- _Supplied material_:

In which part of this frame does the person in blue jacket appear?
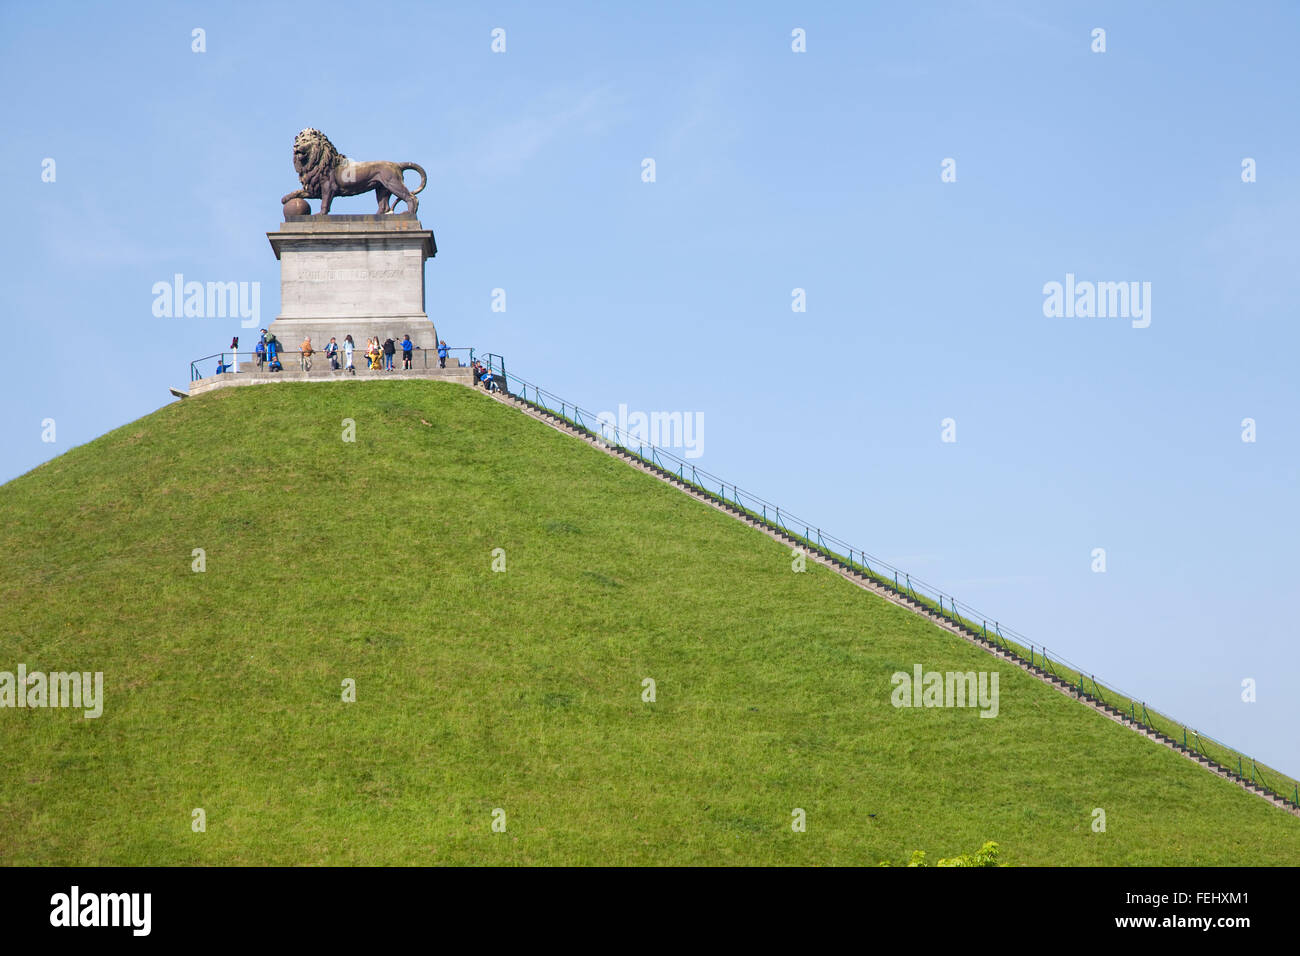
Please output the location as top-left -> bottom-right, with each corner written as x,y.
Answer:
437,339 -> 448,368
254,339 -> 266,368
401,334 -> 414,369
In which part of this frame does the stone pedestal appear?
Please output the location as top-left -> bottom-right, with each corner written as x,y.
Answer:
266,213 -> 439,353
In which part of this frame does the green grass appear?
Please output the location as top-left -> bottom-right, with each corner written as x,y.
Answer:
1,380 -> 1297,865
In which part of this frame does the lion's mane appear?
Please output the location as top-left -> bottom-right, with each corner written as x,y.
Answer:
292,128 -> 345,196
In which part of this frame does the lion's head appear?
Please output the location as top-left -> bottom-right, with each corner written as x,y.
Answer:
292,128 -> 346,194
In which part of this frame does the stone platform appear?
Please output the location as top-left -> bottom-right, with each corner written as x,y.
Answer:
189,364 -> 473,396
266,213 -> 440,352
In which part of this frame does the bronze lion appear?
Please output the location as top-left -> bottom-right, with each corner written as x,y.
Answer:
280,128 -> 426,215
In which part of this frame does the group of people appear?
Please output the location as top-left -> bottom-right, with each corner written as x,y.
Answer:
472,359 -> 502,392
358,335 -> 411,371
250,330 -> 451,375
253,330 -> 285,372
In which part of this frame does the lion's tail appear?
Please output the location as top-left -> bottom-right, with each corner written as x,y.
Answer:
401,163 -> 427,195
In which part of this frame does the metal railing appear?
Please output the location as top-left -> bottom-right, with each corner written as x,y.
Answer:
489,363 -> 1300,811
189,346 -> 476,381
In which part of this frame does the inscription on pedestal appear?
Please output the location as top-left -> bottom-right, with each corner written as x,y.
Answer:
292,268 -> 411,281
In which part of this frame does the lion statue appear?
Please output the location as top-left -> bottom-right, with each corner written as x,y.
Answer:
280,128 -> 426,215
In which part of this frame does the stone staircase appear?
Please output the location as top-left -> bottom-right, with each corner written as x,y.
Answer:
476,382 -> 1300,818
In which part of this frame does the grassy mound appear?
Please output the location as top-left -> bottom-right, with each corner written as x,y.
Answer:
1,381 -> 1296,865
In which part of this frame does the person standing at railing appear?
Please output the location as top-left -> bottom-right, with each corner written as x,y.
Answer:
325,337 -> 339,370
382,336 -> 396,371
343,335 -> 355,375
254,339 -> 266,369
437,340 -> 448,368
401,334 -> 414,369
300,337 -> 314,371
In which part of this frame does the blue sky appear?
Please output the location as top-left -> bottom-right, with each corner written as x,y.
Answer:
3,1 -> 1298,776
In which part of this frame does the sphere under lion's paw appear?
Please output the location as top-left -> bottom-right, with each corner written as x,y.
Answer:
283,198 -> 311,218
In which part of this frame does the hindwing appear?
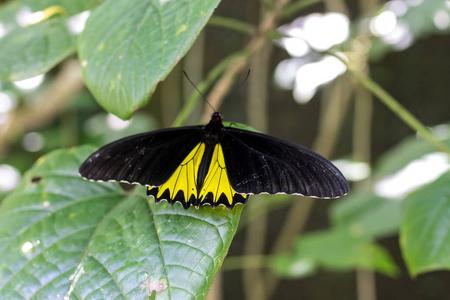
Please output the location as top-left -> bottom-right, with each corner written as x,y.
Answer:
147,142 -> 248,209
220,127 -> 349,198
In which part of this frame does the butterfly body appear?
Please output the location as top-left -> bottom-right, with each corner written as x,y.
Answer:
79,112 -> 349,209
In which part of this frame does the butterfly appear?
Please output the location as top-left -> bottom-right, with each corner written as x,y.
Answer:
79,112 -> 349,209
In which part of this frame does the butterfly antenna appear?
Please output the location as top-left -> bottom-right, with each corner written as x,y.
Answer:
183,71 -> 216,112
218,69 -> 251,111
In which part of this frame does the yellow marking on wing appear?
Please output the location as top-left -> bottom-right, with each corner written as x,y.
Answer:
156,143 -> 205,202
199,144 -> 236,205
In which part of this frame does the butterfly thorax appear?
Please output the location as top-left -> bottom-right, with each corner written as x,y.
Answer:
202,112 -> 224,144
196,112 -> 224,193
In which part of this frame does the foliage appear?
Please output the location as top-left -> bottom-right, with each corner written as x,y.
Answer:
273,130 -> 450,278
273,228 -> 399,278
401,170 -> 450,276
1,0 -> 450,299
0,0 -> 239,298
0,146 -> 242,299
78,0 -> 221,119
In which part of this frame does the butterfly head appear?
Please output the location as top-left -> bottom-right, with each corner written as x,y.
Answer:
211,112 -> 222,122
202,112 -> 224,143
208,112 -> 223,130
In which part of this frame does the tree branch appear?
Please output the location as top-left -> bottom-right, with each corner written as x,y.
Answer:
0,59 -> 84,158
200,0 -> 292,122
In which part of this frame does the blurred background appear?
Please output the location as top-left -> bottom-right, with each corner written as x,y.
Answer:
1,0 -> 450,299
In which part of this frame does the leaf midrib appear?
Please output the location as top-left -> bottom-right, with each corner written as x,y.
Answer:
64,194 -> 130,299
146,197 -> 172,299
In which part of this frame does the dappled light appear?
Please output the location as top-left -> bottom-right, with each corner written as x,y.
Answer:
0,22 -> 6,38
293,55 -> 346,103
106,113 -> 131,131
13,74 -> 45,91
434,9 -> 450,30
381,20 -> 413,50
1,0 -> 450,299
370,11 -> 398,37
0,92 -> 16,114
375,152 -> 450,198
15,6 -> 33,27
332,159 -> 371,182
22,132 -> 45,152
68,11 -> 90,35
0,164 -> 21,191
276,12 -> 349,102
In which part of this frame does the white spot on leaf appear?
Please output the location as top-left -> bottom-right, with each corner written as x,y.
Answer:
21,241 -> 33,253
141,279 -> 166,296
65,265 -> 85,300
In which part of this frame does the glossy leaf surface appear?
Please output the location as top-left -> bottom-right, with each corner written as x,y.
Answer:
401,170 -> 450,276
78,0 -> 221,119
0,18 -> 76,81
0,146 -> 242,299
272,229 -> 398,278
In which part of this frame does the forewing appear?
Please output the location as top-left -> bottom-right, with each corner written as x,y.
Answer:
221,128 -> 349,198
79,127 -> 203,186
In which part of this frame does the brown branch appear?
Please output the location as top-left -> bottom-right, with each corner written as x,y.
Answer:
201,2 -> 292,300
0,59 -> 84,158
201,0 -> 292,122
262,76 -> 353,299
243,15 -> 274,300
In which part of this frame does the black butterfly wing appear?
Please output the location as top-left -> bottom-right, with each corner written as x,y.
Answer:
220,127 -> 349,198
79,126 -> 203,186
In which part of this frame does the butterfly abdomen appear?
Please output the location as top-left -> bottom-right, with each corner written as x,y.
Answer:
196,143 -> 216,192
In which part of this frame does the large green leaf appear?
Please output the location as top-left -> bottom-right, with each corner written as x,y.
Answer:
0,0 -> 101,81
374,132 -> 450,178
0,146 -> 242,299
272,229 -> 399,278
330,190 -> 402,239
0,1 -> 24,33
0,18 -> 76,81
400,170 -> 450,276
77,0 -> 221,119
23,0 -> 100,16
331,127 -> 450,240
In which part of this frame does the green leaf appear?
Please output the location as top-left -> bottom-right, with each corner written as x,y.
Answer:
23,0 -> 100,16
0,1 -> 23,33
0,146 -> 242,299
330,189 -> 402,238
224,122 -> 258,133
400,170 -> 450,276
0,18 -> 76,81
0,146 -> 122,298
83,111 -> 158,146
272,229 -> 399,278
374,128 -> 450,178
77,0 -> 221,119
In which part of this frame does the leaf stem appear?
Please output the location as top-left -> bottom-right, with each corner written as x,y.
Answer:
343,59 -> 450,154
208,16 -> 256,35
172,51 -> 249,127
200,0 -> 292,121
26,5 -> 68,26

- _What the task asks_: The reply should hold every entry above, given again exactly, but not a single picture.

- _Problem solution_:
In which part of this frame does the person in blue jacket appear?
Please output the location as top-left -> bottom-right, with each corner written as x,y.
Answer:
437,339 -> 448,368
254,339 -> 266,368
401,334 -> 414,369
In which part of this frame does the stone pedestal appear?
Please output the location as top-left -> bottom-right, with each corner written as x,y.
Answer:
266,213 -> 439,353
In which part of this frame does the green grass appear?
Please output the location as top-left -> bottom-right, with each corner written as x,y.
Answer:
1,380 -> 1297,865
In which part of this frame does the lion's mane appear?
Please output the location as top-left -> bottom-right, with each corner written as x,y.
Answer:
292,128 -> 345,196
In which part of this frame does the lion's head appear?
Please output the location as top-left -> bottom-right, with each corner written as x,y.
Answer:
292,128 -> 346,194
In which part of this frame does the stone platform appear?
Please output the location as top-left -> bottom-right, with each corner written as x,y.
Answer:
189,364 -> 473,396
266,213 -> 440,352
In which part of this frame does the bronze lion appear?
Please output the location as top-left -> bottom-right, with each corner written as x,y.
Answer:
280,128 -> 426,215
In which part of this frame does the group of people appear?
Please output the location as top-left -> bottom-right, with each corner written as x,y.
Answer:
472,359 -> 502,392
358,335 -> 411,371
250,330 -> 451,375
253,330 -> 285,372
In which part of this frame does the lion's tail appear?
Please output the location as top-left -> bottom-right, with each corner written as x,y.
Answer:
401,163 -> 427,195
In which part of this frame does the metal railing appear?
Please output the location as top-left -> bottom-right, with each corner written as x,y.
Answer:
489,363 -> 1300,811
189,346 -> 476,381
In which part of this frame does the inscription on pedestal appear?
Please output the location as top-left -> bottom-right, with each corner written as x,y.
Answer:
292,268 -> 411,281
In which part of this frame does the lion statue appear?
Please output the location as top-left -> bottom-right, with each corner written as x,y.
Answer:
280,128 -> 426,215
In which part of this frame does the stone staircase appear?
Please output the location as top-left -> bottom-right, with each corner written as x,y.
Answer:
476,382 -> 1300,818
In which part of this frame does the grassy mound appear?
Please output the location as top-left -> bottom-right, with each corner written as x,y.
Answer:
1,381 -> 1296,865
In which part of this frame does the person standing at railing appear?
Please output the location as top-left -> bottom-right, with each corner written as x,y.
Answer:
325,337 -> 339,370
382,336 -> 396,371
343,335 -> 355,375
254,339 -> 266,369
437,340 -> 448,368
401,334 -> 414,369
300,337 -> 314,371
In which part of this frame does the blue sky appear?
Please output the location as top-left -> bottom-right, with each corner written as x,y.
Answer:
3,1 -> 1298,776
In which part of this frame does the sphere under lion's paw appear?
Please output the location as top-left -> bottom-right, with each corner written as x,y.
Answer:
283,198 -> 311,218
In which part of this frame does the hindwing appear?
Please output the location as top-left -> bottom-right, with each corner written as x,y.
Answer:
147,142 -> 248,209
220,127 -> 349,198
In which part of this frame does the butterfly body appear?
Please output the location as top-left -> bottom-right, with each corner written as x,y.
Answer:
79,112 -> 349,209
In which part of this frame does the butterfly appear?
Please output the location as top-left -> bottom-right, with each corner written as x,y.
Answer:
79,112 -> 349,209
In which part of this frame does the butterfly antenna appear?
Please output the location as top-left -> bottom-right, with each corner written as x,y.
Answer:
183,71 -> 216,112
218,69 -> 251,111
In which part of this frame does the yellow marking on wing appear?
Please output the location as top-left -> bottom-right, with each corner written as x,y.
Answer:
156,143 -> 205,202
199,144 -> 236,205
In which part of this frame does the butterfly thorax appear?
Please output the location as top-left -> bottom-right, with each corner written as x,y.
Answer:
202,112 -> 224,144
196,112 -> 224,193
In which part of this frame does the foliage appear?
Please output the location as top-left -> bottom-right, with each corner written as x,y.
Answer:
273,130 -> 450,278
273,228 -> 399,278
401,170 -> 450,276
1,0 -> 450,299
0,0 -> 239,298
0,146 -> 242,299
78,0 -> 221,119
In which part of this frame does the butterfly head appear?
Please output the location as top-left -> bottom-right, with each corner written as x,y.
Answer:
211,112 -> 222,122
202,112 -> 224,143
208,112 -> 223,130
In which part of this frame does the tree branch appear?
Please output the location as top-left -> bottom-right, with each corner written as x,y.
Answer:
0,59 -> 84,158
200,0 -> 292,122
In which part of this frame does the blurred background appear?
Please output the location as top-left -> bottom-right, with each corner written as x,y.
Answer:
1,0 -> 450,299
In which part of this frame does the leaf midrib appear?
Please output the location as top-left -> bottom-right, with each corner written as x,y.
Answer:
64,194 -> 130,299
146,197 -> 172,299
In which part of this frame does the dappled light appear?
Please output the location as top-left -> bottom-right, with each corner written as x,y.
Answer:
0,22 -> 6,38
293,55 -> 346,103
106,113 -> 131,131
13,74 -> 45,91
434,9 -> 450,30
381,20 -> 413,50
1,0 -> 450,299
370,11 -> 398,37
0,92 -> 16,114
375,152 -> 450,198
15,6 -> 33,27
332,159 -> 371,182
22,132 -> 45,152
68,11 -> 90,35
0,164 -> 21,191
276,12 -> 349,102
In which part of this frame does the white spot on leaf appear?
Please output the location as top-left -> bottom-right, with each corner written as x,y.
Answer:
21,241 -> 33,253
141,279 -> 166,296
65,265 -> 85,300
In which part of this frame does the glossy leaf surface appear?
Please output the location as top-left -> bottom-right, with each corner written as x,y.
Answer:
401,170 -> 450,276
78,0 -> 221,119
0,18 -> 76,81
0,146 -> 242,299
272,229 -> 398,278
In which part of this frame does the forewing appear?
Please output the location as top-left -> bottom-right, with each corner written as x,y.
Answer:
221,128 -> 349,198
79,127 -> 203,186
In which part of this frame does the brown branch appear?
Please output the location as top-left -> bottom-right, with each corner written as x,y.
Answer:
201,2 -> 292,300
0,59 -> 84,158
201,0 -> 292,122
262,76 -> 353,299
243,15 -> 274,300
In which part of this frame does the black butterfly wing appear?
Please output the location as top-left -> bottom-right, with each corner written as x,y.
Answer:
220,127 -> 349,198
79,126 -> 203,186
In which part of this frame does the butterfly abdomen appear?
Please output the location as top-left -> bottom-right, with each corner written as x,y.
Answer:
196,143 -> 216,192
In which part of this frame does the large green leaf appear?
Please output the location as top-left -> bottom-right, with each corner written as x,y.
Answer:
0,0 -> 101,81
374,132 -> 450,178
0,146 -> 242,299
272,229 -> 399,278
330,190 -> 402,239
0,1 -> 24,33
0,18 -> 76,81
400,170 -> 450,276
77,0 -> 221,119
23,0 -> 100,16
331,127 -> 450,240
In which part of this frame does the green leaf appear?
Please output the location as top-left -> bottom-right, with each corner written as x,y.
Answer:
23,0 -> 100,16
0,1 -> 23,33
0,146 -> 242,299
330,189 -> 402,238
224,122 -> 258,133
400,170 -> 450,276
0,18 -> 76,81
0,146 -> 122,298
83,111 -> 158,146
272,229 -> 399,278
374,128 -> 450,178
77,0 -> 221,119
In which part of this frame does the leaf stem appear?
Please output the location as top-left -> bottom-right, with each corner written as x,y.
Answer:
343,59 -> 450,154
208,16 -> 256,35
172,51 -> 249,127
200,0 -> 292,121
26,5 -> 68,26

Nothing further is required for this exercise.